■ **Document excerpt**
■ ■ ■
By Bishop L. Jonathan Holston
“This is what the Lord says—he who made a way through the sea, a path through the mighty waters … ‘Forget the former things; do not dwell on the past. See, I am doing a new thing! Now it springs up; do
you not perceive it? I am making a way in the wilderness and streams in the wasteland ... to give drink to my people, my chosen, the people I formed for myself that they may proclaim my praise.’” Isaiah 43:16-21 (NIV)
For the past two years, we have lived in the midst of a global pandemic, racial unrest and political divisiveness. These frightening times have taken a toll on all of us—both literally and emotionally, in fact—wreaking havoc on the way life is experienced and lived.
In the midst of this prolonged, pandemic-induced pause, we have had to stop almost everything. And now the challenge is to avoid being a “SnapBack” church—one that simply goes back to what we “used to do.” There is an opportunity before us to recalibrate our ministry and carry forward those things we have learned during these challenging two years.
■ ■ ■
■ **Task directions**
Please reproduce the full reflection on Isaiah 43 and the church after the pandemic, word for word.

■ **Dataset entries**
■ ■ ■
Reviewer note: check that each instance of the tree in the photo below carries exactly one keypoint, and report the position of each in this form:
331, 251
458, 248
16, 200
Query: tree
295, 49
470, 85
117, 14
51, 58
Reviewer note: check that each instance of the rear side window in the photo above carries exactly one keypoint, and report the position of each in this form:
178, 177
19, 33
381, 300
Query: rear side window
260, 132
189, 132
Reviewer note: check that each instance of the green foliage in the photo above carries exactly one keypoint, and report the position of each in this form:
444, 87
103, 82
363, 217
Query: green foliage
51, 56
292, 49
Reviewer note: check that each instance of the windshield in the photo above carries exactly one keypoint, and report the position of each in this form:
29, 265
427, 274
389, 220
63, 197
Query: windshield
■ ■ ■
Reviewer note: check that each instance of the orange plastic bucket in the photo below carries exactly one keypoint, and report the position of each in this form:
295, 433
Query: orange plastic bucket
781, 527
■ ■ ■
■ **Solution to the problem**
By Bishop L. Jonathan Holston
“This is what the Lord says—he who made a way through the sea, a path through the mighty waters … ‘Forget the former things; do not dwell on the past. See, I am doing a new thing! Now it springs up; do
you not perceive it? I am making a way in the wilderness and streams in the wasteland ... to give drink to my people, my chosen, the people I formed for myself that they may proclaim my praise.’” Isaiah 43:16-21 (NIV)
For the past two years, we have lived in the midst of a global pandemic, racial unrest and political divisiveness. These frightening times have taken a toll on all of us—both literally and emotionally, in fact—wreaking havoc on the way life is experienced and lived.
In the midst of this prolonged, pandemic-induced pause, we have had to stop almost everything. And now the challenge is to avoid being a “SnapBack” church—one that simply goes back to what we “used to do.” There is an opportunity before us to recalibrate our ministry and carry forward those things we have learned during these challenging two years.